__Selected excerpt__.

******

I was also born in Canada to where my parents immigrated so I know this story well. In 1995 Canada changed the mix of immigrants from primarily family reunification to primarily skilled worker, and slapped a fee on each new immigrant. The popularity of immigration soared.

But there is a dirty little secret behind that, and that is that the Canadian economy does not actually generate that many skilled worker jobs. This is most blatant in fields like medicine, where being a doctor gets you immigration points but a Canadian med school degree is required to actually practise. But almost across the board, immigrants deskill to a greater degree than elsewhere. Their earnings remain lower than locally born Canadians, and usually fails to converge in their entire lives.

The real truth Canada stumbled upon is that, by filtering for post-secondary education, Canada ends up with immigrants who almost never end up on welfare or commit crimes. Not merely less welfare and crime than the locally born; that's not enough to satisfy the public. It has to be zero.

The reason the post-2022 surge in temporary workers and students broke this consensus is that that was a much more average group of people, a few of whom did commit crimes and go on welfare. Hence the unpopularity.

Matt Burgess's avatar

As a Canadian, I agree that Canada exemplifies your thesis: they had selective orderly immigration for years and people liked it, and then it got less selective and orderly (e.g. through diploma mills, letting in IRGC operatives allegedly, not paying enough attention to integration, etc.) and people liked it less, and now they're taking small steps to right the ship and opinion is taking small steps in favor again.

******

__Supplied material__.
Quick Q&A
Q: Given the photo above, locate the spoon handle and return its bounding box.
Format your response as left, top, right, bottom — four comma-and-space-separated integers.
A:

******

__Task 1__. In the Canadian immigration excerpt, repeat the passage from "I was also born" up to and including "of immigration soared.".
__Task 2__. The Canadian immigration excerpt gives, in parentheses, several ways Canada's immigration became less selective and orderly. List all of them.
__Task 3__.
Do these statements agree with the Canadian immigration excerpt? For each, answer yes or no and quote the deciding words.
(a) The 1995 change shifted Canada's immigrant mix mainly toward skilled workers.
(b) Immigrants' earnings usually catch up with those of locally born Canadians within their lifetimes.
(c) A doctor trained abroad can practice in Canada without a Canadian medical degree.

__Exercise output 1__.
I was also born in Canada to where my parents immigrated so I know this story well. In 1995 Canada changed the mix of immigrants from primarily family reunification to primarily skilled worker, and slapped a fee on each new immigrant. The popularity of immigration soared.

__Exercise output 2__.
- diploma mills
- letting in IRGC operatives, allegedly
- not paying enough attention to integration

__Exercise output 3__.
(a) Yes: "In 1995 Canada changed the mix of immigrants from primarily family reunification to primarily skilled worker"
(b) No: "Their earnings remain lower than locally born Canadians, and usually fails to converge in their entire lives."
(c) No: "a Canadian med school degree is required to actually practise"